*依頼内容*:
A. 本文によると、失業保険の受取口座として利用できない金融機関は何ですか。
B. 本文の「- ハローワークに必要書類を持っていく」で始まり「下のように記載されています。」まで続く部分を、「求職活動」を「就職活動」に差し替えて書いてください。

*本文*:
──────────────────────────────
2-7.本人名義の普通預金口座またはキャッシュカード
失業保険を受け取るための銀行口座情報を登録する必要があるので、普通預金口座またはキャッシュカードを持参しましょう。
ただし、キャッシュカードで登録する場合は銀行の支店名も必要になるので事前に確認できるものを用意しておいてください。また、ネットバンクや外資系金融機関は利用できません。
3.保育士が失業保険を受け取るまでの流れと重要ポイント
失業保険の申請に必要な書類がわかったところで、実際に失業保険を受け取るまでの流れを確認しておきましょう。
受給までの流れは以下のとおりです。
- ハローワークに必要書類を持っていく
- 雇用保険受給説明会に参加する
- 失業保険認定日が決められる
- 2回以上の求職活動を行う
- 失業保険認定日にハローワークへ行く
- 1週間以内に手当が振り込まれる
上記の中でもとくに重要となる点は、4つめの「2回以上求職活動を行う」という部分になります。
3-1.「2回以上」求職活動を行うことが重要になる
厚生労働省が運営しているハローワークにおける「雇用保険の具体的な手続き」には、以下のように記載されています。
”失業の認定を受けようとする期間(認定対象期間。原則として前回の認定日から今日の認定日の前日までの期間)中に、原則として2回以上の求職活動の実績が必要となります。”
引用:ハローワークインターネットサービス – 雇用保険の具体的な手続き
したがって、雇用保険受給説明会に参加して失業保険認定日が定められてから合計で2回以上は求職活動を行う必要があるのです。
例えば、ハローワークが行っている職業相談や職業紹介、各種セミナーの受講、再就職に関する国家資格および検定試験の受験などが求職活動になります。
新聞やネット求人などを閲覧するだけでは、求職活動としてカウントされませんので注意してください。
4.失業保険が受け取れる期間と金額
失業保険は申請者の退職状況によって受給期間と金額が異なります。
そのため、ハローワークで失業保険を申請するときは自身がどのような形で退職したのかしっかりと把握しておきましょう。
──────────────────────────────
*保存済みの行*:
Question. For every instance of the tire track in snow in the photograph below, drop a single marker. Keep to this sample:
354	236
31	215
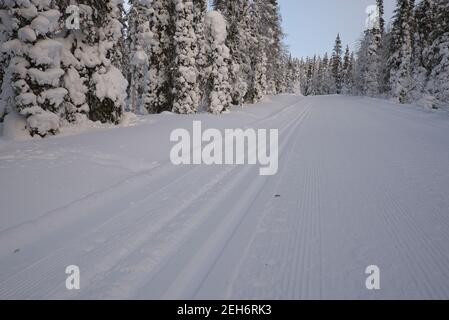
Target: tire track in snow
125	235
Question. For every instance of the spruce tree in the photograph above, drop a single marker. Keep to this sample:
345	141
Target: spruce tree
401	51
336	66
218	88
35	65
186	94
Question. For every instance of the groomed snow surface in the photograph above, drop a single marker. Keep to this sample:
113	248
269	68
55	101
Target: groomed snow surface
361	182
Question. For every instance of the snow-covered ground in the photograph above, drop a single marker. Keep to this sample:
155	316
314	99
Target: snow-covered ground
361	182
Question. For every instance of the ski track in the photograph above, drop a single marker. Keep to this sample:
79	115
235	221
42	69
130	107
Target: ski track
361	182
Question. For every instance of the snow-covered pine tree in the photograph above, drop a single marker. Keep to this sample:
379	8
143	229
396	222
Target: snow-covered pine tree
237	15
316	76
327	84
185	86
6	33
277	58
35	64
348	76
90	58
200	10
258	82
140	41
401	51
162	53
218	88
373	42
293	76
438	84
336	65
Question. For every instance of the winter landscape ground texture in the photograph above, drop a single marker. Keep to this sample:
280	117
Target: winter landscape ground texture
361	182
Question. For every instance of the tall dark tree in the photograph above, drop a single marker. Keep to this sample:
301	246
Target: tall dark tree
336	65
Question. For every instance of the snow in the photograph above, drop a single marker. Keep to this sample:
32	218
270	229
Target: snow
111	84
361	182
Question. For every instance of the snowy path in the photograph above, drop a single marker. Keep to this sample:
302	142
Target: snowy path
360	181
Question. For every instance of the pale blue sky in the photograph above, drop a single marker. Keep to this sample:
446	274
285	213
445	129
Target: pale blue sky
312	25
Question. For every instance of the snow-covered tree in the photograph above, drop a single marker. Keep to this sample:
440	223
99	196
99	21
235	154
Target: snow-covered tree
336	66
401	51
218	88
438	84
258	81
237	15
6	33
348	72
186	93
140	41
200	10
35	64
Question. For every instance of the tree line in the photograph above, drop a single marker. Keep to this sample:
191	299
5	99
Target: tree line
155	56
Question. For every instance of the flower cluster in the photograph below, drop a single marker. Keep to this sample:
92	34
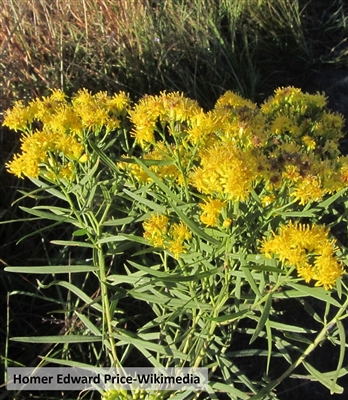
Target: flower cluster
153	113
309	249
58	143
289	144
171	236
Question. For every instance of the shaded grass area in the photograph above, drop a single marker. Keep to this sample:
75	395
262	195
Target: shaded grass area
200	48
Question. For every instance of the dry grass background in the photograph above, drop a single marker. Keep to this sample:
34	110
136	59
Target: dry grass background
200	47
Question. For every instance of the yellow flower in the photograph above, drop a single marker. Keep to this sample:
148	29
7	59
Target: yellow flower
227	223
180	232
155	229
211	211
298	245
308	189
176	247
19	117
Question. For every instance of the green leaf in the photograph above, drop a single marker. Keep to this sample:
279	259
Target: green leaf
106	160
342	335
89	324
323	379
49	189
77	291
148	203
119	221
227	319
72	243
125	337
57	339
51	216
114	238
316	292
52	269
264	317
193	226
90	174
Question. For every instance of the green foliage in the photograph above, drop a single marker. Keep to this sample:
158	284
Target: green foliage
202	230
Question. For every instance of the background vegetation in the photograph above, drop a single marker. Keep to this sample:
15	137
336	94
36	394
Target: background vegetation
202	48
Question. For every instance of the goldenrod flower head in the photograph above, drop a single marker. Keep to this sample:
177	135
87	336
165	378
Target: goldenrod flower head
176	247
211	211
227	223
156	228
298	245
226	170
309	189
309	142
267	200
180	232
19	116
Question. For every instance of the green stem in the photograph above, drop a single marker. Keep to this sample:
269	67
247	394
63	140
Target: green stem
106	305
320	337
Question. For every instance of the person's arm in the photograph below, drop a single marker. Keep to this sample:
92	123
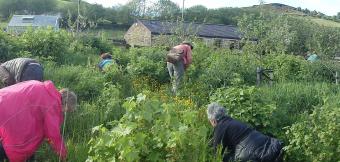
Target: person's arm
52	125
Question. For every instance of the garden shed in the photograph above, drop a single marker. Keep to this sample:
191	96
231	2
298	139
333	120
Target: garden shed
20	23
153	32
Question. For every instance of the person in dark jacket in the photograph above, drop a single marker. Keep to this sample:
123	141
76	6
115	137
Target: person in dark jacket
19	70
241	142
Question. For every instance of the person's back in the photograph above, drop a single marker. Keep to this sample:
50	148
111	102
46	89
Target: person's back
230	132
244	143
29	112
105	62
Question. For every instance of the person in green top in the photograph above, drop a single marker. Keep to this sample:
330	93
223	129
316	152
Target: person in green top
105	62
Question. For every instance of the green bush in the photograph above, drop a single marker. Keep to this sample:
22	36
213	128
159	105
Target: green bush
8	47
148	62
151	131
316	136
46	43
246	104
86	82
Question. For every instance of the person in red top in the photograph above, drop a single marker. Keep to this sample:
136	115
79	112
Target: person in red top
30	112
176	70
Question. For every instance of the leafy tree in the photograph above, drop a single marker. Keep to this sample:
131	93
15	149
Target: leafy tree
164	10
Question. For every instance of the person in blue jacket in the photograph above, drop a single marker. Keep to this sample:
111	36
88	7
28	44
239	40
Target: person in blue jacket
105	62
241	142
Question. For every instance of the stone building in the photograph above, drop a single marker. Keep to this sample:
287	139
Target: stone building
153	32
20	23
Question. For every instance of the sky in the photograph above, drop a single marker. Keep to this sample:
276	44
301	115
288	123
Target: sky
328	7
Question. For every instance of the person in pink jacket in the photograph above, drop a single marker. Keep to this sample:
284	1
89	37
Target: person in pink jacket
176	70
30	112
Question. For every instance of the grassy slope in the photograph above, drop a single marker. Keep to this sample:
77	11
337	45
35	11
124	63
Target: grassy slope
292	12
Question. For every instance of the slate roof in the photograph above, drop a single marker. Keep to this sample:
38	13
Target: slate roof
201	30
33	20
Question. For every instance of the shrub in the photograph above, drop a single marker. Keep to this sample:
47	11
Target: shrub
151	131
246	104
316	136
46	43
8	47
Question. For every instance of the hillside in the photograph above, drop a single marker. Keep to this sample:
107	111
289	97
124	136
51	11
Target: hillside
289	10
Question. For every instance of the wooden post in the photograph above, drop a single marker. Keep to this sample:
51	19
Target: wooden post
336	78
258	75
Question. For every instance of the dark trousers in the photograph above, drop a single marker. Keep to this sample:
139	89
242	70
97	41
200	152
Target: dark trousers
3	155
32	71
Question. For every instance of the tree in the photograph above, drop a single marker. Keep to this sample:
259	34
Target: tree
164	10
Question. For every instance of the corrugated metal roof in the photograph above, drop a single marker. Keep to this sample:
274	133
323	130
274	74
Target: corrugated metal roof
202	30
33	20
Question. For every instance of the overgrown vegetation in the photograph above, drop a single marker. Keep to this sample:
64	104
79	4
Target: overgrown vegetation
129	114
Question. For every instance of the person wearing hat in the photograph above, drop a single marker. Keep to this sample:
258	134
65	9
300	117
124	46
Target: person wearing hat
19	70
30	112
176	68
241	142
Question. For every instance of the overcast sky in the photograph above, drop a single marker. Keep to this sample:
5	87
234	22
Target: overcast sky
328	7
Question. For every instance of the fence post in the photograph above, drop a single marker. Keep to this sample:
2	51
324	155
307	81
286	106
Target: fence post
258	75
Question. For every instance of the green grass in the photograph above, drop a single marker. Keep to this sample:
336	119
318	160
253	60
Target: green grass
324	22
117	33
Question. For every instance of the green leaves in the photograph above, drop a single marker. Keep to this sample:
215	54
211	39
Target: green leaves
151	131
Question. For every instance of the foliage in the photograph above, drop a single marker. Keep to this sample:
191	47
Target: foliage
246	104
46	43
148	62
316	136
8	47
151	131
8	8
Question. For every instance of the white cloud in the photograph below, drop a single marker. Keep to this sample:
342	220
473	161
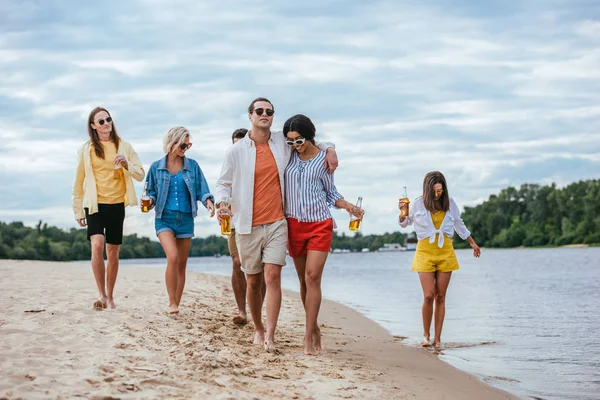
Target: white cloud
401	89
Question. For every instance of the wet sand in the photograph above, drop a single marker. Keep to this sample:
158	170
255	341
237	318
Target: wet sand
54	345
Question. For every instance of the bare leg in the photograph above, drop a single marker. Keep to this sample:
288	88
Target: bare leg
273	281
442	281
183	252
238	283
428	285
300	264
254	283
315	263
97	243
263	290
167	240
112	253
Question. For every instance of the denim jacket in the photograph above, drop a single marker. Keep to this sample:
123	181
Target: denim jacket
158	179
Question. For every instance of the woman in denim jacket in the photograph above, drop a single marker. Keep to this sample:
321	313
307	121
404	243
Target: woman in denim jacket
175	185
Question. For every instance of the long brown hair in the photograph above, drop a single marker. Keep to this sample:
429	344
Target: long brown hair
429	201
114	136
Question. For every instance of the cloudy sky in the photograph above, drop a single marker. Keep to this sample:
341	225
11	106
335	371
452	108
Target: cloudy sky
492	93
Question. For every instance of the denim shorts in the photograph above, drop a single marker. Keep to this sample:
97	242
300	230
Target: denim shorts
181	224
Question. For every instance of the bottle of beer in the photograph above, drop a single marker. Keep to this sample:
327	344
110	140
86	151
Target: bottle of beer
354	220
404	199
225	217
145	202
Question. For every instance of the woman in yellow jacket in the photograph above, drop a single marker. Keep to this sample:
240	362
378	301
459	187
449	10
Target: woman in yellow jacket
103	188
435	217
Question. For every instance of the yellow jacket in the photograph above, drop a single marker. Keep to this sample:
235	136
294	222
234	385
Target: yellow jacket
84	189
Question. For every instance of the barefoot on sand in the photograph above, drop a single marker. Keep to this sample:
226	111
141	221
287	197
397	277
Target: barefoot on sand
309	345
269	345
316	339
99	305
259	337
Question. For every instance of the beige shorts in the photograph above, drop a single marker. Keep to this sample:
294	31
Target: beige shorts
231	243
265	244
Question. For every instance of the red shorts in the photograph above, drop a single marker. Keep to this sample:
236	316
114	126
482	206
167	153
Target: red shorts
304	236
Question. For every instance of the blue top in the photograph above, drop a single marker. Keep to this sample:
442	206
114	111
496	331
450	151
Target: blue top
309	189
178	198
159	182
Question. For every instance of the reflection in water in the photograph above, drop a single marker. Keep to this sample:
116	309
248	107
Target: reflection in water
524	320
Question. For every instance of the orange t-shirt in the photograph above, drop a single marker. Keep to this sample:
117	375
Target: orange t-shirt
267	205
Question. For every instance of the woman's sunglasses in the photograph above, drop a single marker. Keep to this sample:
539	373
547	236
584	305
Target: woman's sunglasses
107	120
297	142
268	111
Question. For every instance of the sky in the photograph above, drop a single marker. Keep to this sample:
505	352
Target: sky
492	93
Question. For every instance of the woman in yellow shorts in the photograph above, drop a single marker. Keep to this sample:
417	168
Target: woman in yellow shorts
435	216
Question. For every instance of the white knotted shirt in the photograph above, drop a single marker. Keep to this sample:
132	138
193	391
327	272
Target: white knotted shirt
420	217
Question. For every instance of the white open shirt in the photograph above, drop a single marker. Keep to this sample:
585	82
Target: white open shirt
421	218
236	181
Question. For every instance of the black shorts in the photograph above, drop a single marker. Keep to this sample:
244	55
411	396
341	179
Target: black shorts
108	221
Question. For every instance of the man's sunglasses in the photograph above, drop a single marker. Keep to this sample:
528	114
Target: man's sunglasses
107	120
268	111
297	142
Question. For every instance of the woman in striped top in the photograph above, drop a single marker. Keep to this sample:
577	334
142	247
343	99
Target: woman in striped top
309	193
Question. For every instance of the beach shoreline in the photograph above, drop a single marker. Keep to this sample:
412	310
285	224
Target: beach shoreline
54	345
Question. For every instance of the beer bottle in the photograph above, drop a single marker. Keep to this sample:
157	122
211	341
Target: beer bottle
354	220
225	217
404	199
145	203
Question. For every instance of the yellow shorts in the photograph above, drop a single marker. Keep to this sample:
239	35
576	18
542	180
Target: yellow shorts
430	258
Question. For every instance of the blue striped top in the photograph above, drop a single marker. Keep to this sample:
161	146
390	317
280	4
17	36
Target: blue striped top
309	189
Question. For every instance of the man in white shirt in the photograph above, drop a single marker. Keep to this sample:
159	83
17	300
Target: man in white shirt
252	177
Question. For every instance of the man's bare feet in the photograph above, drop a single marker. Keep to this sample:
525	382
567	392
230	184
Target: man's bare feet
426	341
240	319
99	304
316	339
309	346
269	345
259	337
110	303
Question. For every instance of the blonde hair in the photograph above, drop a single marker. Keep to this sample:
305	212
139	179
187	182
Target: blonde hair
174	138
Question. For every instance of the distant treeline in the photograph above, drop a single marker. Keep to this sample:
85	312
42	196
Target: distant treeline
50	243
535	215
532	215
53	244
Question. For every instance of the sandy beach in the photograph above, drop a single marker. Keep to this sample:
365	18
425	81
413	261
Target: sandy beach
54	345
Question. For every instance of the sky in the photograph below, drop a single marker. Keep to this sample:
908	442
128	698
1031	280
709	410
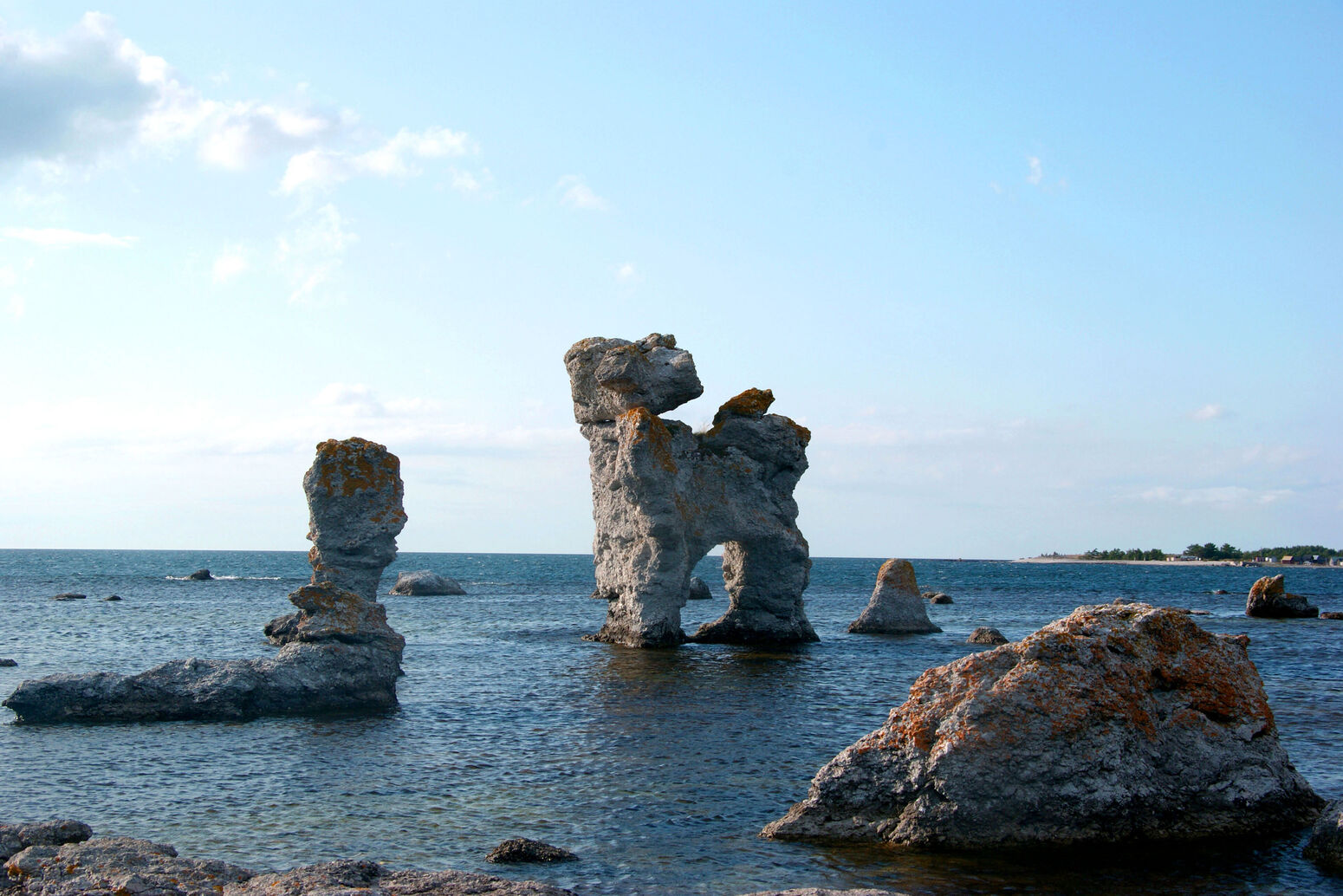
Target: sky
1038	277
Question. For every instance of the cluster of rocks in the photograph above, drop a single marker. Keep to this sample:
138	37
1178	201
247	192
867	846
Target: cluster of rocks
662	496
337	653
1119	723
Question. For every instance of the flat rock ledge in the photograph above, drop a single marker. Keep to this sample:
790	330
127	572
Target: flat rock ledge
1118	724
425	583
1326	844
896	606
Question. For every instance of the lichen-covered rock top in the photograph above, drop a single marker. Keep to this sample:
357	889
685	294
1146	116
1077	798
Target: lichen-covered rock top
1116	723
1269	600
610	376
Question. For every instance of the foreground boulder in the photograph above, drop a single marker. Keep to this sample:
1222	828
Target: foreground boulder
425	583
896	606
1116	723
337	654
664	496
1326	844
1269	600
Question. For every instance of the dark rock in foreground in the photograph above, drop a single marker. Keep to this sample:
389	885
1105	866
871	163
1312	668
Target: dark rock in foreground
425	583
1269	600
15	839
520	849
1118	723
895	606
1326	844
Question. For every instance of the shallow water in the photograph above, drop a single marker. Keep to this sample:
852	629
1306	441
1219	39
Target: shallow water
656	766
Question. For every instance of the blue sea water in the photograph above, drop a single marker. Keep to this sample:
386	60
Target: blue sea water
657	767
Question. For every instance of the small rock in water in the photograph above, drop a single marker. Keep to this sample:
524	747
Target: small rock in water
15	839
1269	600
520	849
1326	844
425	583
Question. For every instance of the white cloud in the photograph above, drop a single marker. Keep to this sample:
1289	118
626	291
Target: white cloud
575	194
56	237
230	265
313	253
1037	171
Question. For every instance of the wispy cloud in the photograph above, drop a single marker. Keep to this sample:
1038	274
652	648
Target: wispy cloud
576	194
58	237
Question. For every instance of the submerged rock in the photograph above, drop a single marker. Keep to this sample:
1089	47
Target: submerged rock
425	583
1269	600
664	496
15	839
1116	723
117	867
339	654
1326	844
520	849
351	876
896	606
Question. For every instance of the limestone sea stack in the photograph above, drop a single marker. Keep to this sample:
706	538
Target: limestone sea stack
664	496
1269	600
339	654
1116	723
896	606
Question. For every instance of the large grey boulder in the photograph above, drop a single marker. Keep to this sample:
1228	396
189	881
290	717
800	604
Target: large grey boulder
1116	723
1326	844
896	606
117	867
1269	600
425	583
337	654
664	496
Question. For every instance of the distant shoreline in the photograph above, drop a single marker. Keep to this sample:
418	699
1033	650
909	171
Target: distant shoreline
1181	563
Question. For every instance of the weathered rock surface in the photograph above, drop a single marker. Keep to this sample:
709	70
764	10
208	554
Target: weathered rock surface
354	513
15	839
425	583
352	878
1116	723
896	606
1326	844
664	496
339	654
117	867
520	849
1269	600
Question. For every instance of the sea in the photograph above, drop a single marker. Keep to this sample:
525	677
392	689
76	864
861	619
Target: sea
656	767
──────────────────────────────
*課題ごとの解答*:
A. ネットバンクや外資系金融機関です。

B.
- ハローワークに必要書類を持っていく
- 雇用保険受給説明会に参加する
- 失業保険認定日が決められる
- 2回以上の就職活動を行う
- 失業保険認定日にハローワークへ行く
- 1週間以内に手当が振り込まれる
上記の中でもとくに重要となる点は、4つめの「2回以上就職活動を行う」という部分になります。
3-1.「2回以上」就職活動を行うことが重要になる
厚生労働省が運営しているハローワークにおける「雇用保険の具体的な手続き」には、以下のように記載されています。